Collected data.

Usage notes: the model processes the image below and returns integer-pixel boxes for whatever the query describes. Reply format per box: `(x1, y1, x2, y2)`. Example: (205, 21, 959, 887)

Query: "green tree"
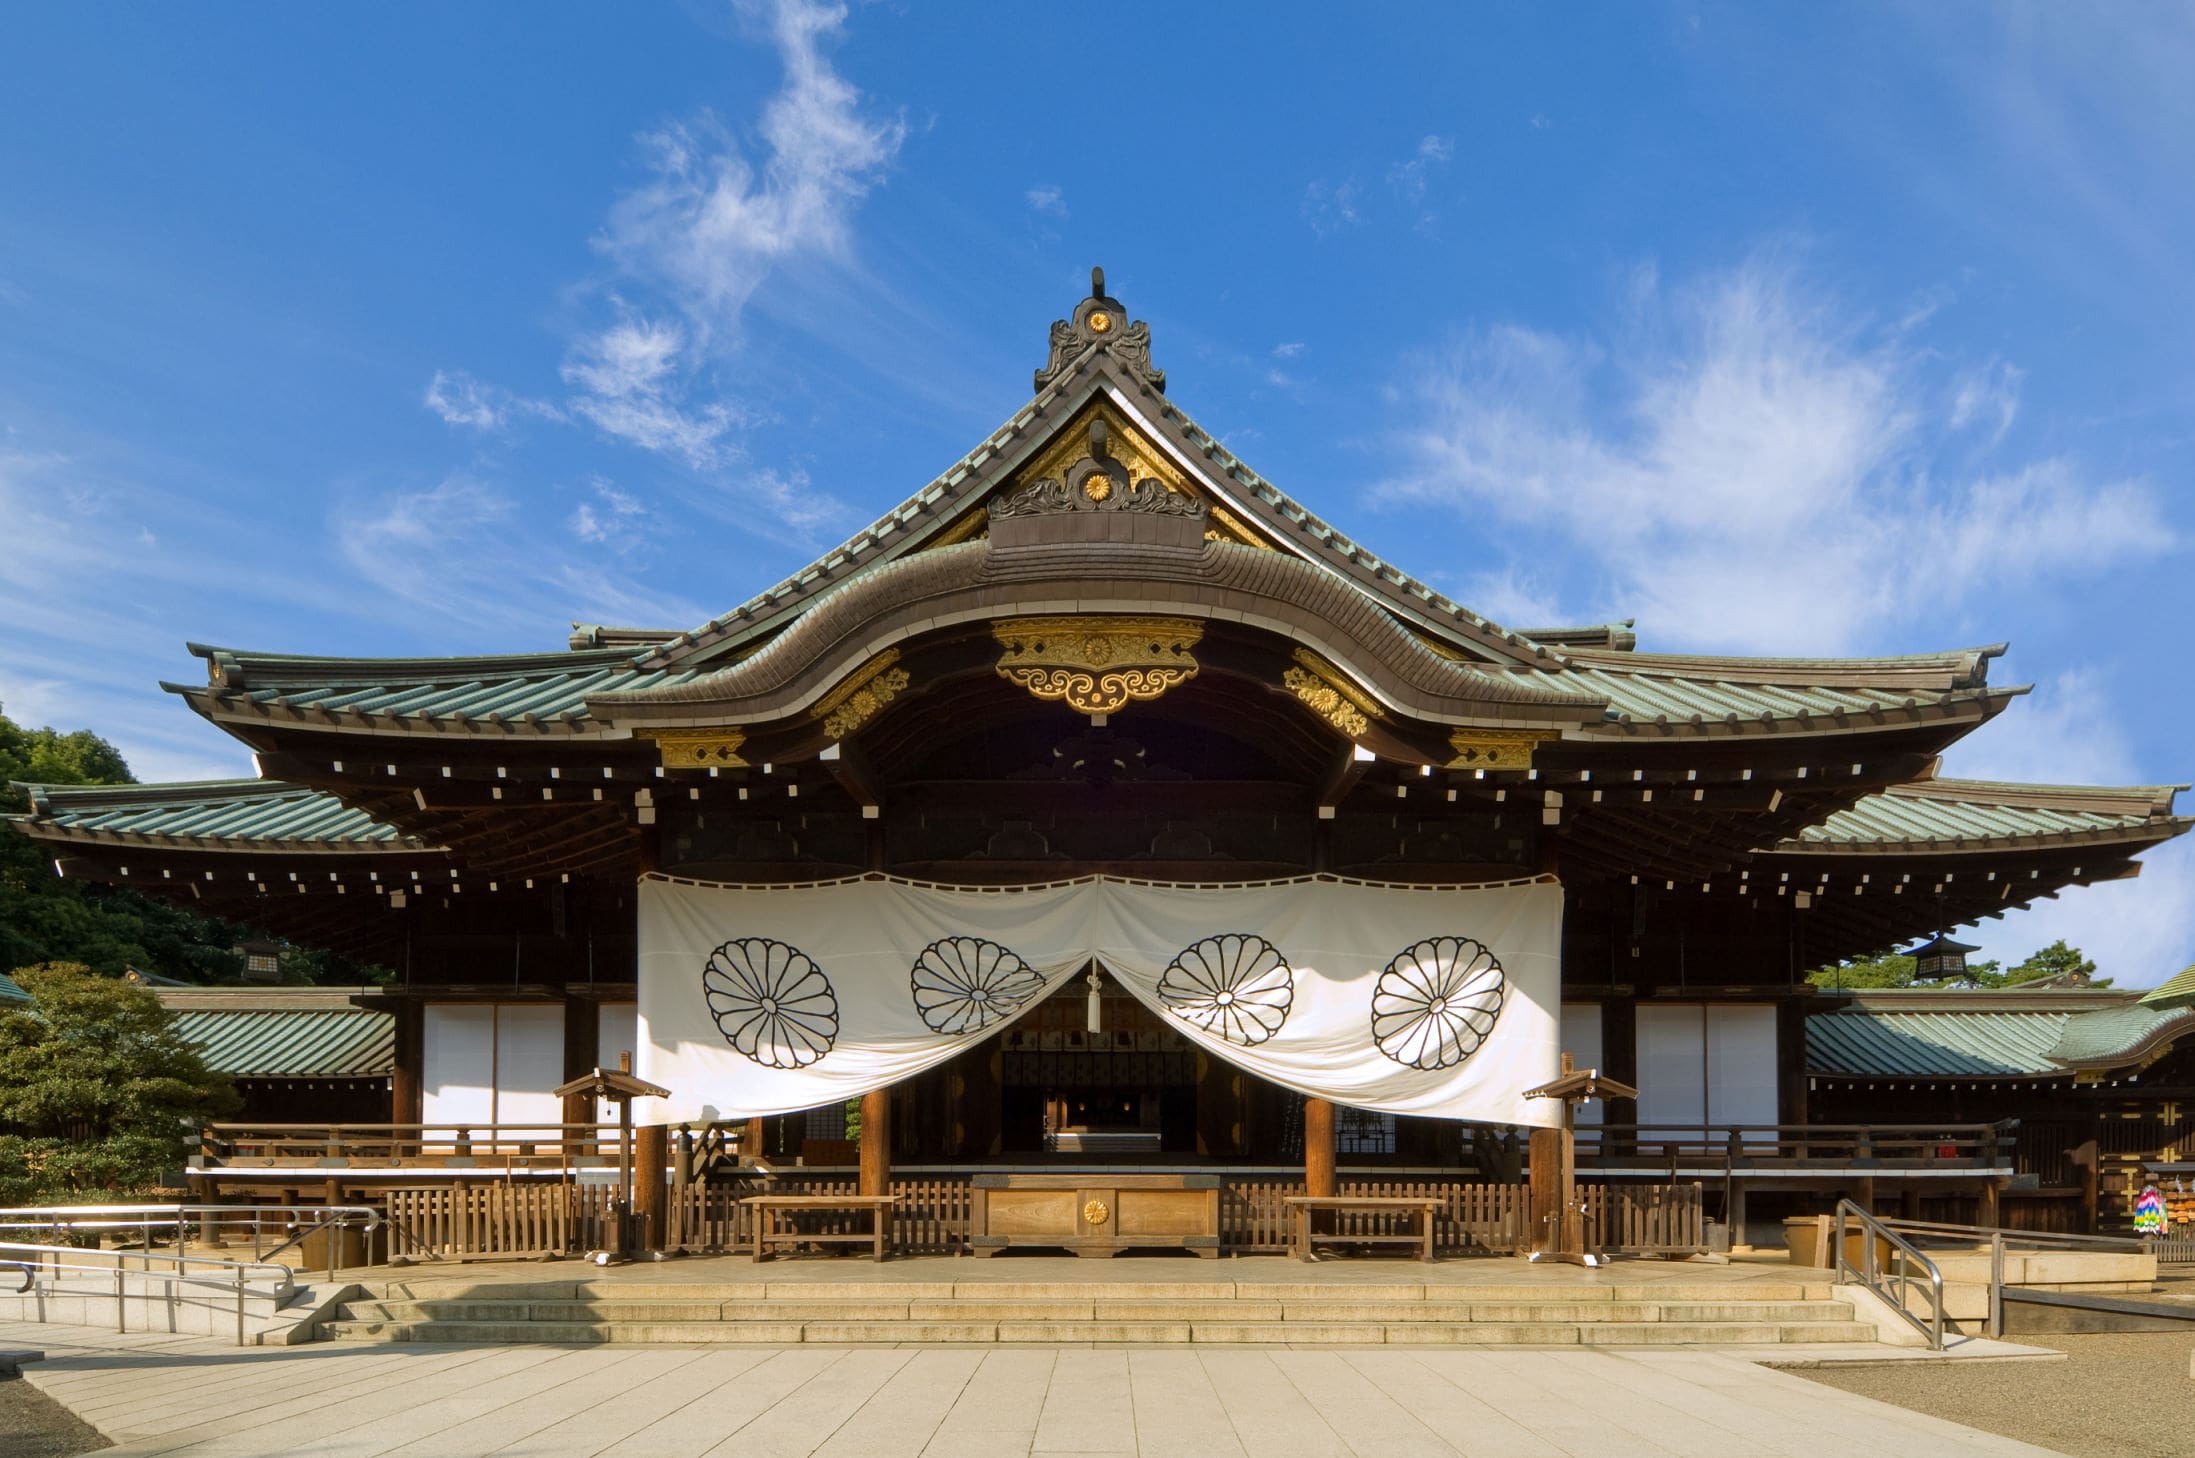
(1983, 940, 2105, 990)
(0, 701, 387, 984)
(1807, 951, 1920, 989)
(0, 962, 240, 1202)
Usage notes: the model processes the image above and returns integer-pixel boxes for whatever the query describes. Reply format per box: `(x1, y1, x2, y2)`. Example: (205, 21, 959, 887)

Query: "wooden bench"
(1284, 1196, 1441, 1262)
(741, 1195, 898, 1262)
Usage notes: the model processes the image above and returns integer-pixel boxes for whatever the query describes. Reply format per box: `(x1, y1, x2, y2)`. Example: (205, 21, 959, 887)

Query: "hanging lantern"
(1086, 966, 1104, 1034)
(1907, 933, 1980, 982)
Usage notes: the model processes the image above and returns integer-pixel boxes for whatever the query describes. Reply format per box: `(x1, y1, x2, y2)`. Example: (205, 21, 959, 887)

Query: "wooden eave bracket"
(1317, 744, 1377, 815)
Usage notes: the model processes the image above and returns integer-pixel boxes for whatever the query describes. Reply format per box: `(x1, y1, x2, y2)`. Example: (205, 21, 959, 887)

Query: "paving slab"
(0, 1319, 2072, 1458)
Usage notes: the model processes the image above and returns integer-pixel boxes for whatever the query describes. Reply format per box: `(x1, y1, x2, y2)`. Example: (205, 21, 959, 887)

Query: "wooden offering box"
(969, 1173, 1222, 1258)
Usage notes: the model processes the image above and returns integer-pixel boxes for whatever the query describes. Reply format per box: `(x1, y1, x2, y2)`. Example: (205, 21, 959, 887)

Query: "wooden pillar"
(1528, 1125, 1574, 1255)
(561, 999, 599, 1130)
(742, 1116, 766, 1163)
(1776, 997, 1810, 1126)
(1978, 1177, 2002, 1230)
(1600, 999, 1638, 1146)
(634, 1123, 668, 1252)
(390, 1001, 423, 1127)
(859, 1087, 893, 1197)
(1304, 1097, 1337, 1198)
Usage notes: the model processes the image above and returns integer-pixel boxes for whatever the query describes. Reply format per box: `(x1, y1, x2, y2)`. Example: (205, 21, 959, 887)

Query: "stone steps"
(319, 1316, 1876, 1346)
(318, 1276, 1875, 1348)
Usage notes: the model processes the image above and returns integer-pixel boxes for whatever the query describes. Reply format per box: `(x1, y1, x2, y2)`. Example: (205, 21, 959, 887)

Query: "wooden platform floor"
(2, 1319, 2066, 1458)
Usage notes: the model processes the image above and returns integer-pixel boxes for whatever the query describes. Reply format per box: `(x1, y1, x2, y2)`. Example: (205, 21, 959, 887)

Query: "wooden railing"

TRY IT.
Set down the entries exactly as they appear, with every picture left out.

EXERCISE RESPONSE.
Usage notes: the model processes the image below and returns integer-pixel boxes for whatever the query describes. Reply format per box: `(x1, y1, x2, y2)`. Example: (205, 21, 959, 887)

Query: "green tree"
(1983, 940, 2105, 990)
(0, 701, 387, 984)
(1807, 951, 1920, 989)
(0, 962, 240, 1202)
Usage notes: the model processes the image above and returns integer-pixel boxes for whatever the query describes. Reply format per box: `(x1, y1, x2, y2)`. Example: (205, 21, 959, 887)

Query: "wooden bench"
(1284, 1196, 1441, 1262)
(741, 1195, 898, 1262)
Usage notes: the model processes the image above and returns integer-pixel boxes for whatever the query describes. Reply format per box: `(x1, y1, x2, y2)`. Example: (205, 21, 959, 887)

Query: "hanging lantern"
(1086, 966, 1104, 1034)
(1907, 933, 1980, 982)
Usage notes: the model processes the image above and returns integer-pixel boxes for whatever the query describes. Reply format per box: `(x1, y1, x2, y2)`. Example: (205, 21, 959, 887)

Query: "wooden eave bracket"
(1317, 744, 1377, 815)
Usage notes: the model processes the image above and returns integer-pixel boxes for whatever the query describes. Reply format per box: `(x1, y1, x2, y2)`. Example: (205, 21, 959, 887)

Query: "paving slab"
(0, 1319, 2072, 1458)
Usage notes: the model processes the image above and returns integer-pixel boxes for whatever the query describes. Reply format per box: `(x1, y1, x2, y2)`. Example: (205, 21, 959, 887)

Query: "wooden offering box"
(969, 1173, 1222, 1258)
Usage notes: the model processes the image above and returns integer-pixel boxes for whatever the query describes. Reply format per box: `(x1, y1, x2, y2)`. Example: (205, 21, 959, 887)

Query: "wooden pillar"
(1528, 1125, 1574, 1255)
(561, 999, 599, 1130)
(742, 1116, 766, 1163)
(1776, 997, 1810, 1126)
(1978, 1177, 2002, 1230)
(1600, 999, 1638, 1146)
(634, 1123, 668, 1252)
(390, 1001, 423, 1127)
(859, 1087, 893, 1197)
(1304, 1097, 1337, 1198)
Usage notes: the model processes the image above and returns integer-pixel boxes for whatever the query describes. Reply format per box: `(x1, y1, x2, y2)`. Example: (205, 21, 959, 887)

Query: "stone steps"
(319, 1316, 1876, 1346)
(318, 1276, 1875, 1348)
Usage notes: the model processes the image above and returns integer-pixel boxes for whatever the query describes. Reply format per box: `(x1, y1, x2, y2)`. Example: (205, 21, 959, 887)

Query: "wooden platform floor"
(2, 1319, 2066, 1458)
Usage notes: the model processes the image above and returns integer-pixel boxes for whatever the query describes. Reply format per box: `(x1, y1, x2, y2)`. Example: (205, 21, 959, 887)

Query: "wooden railing"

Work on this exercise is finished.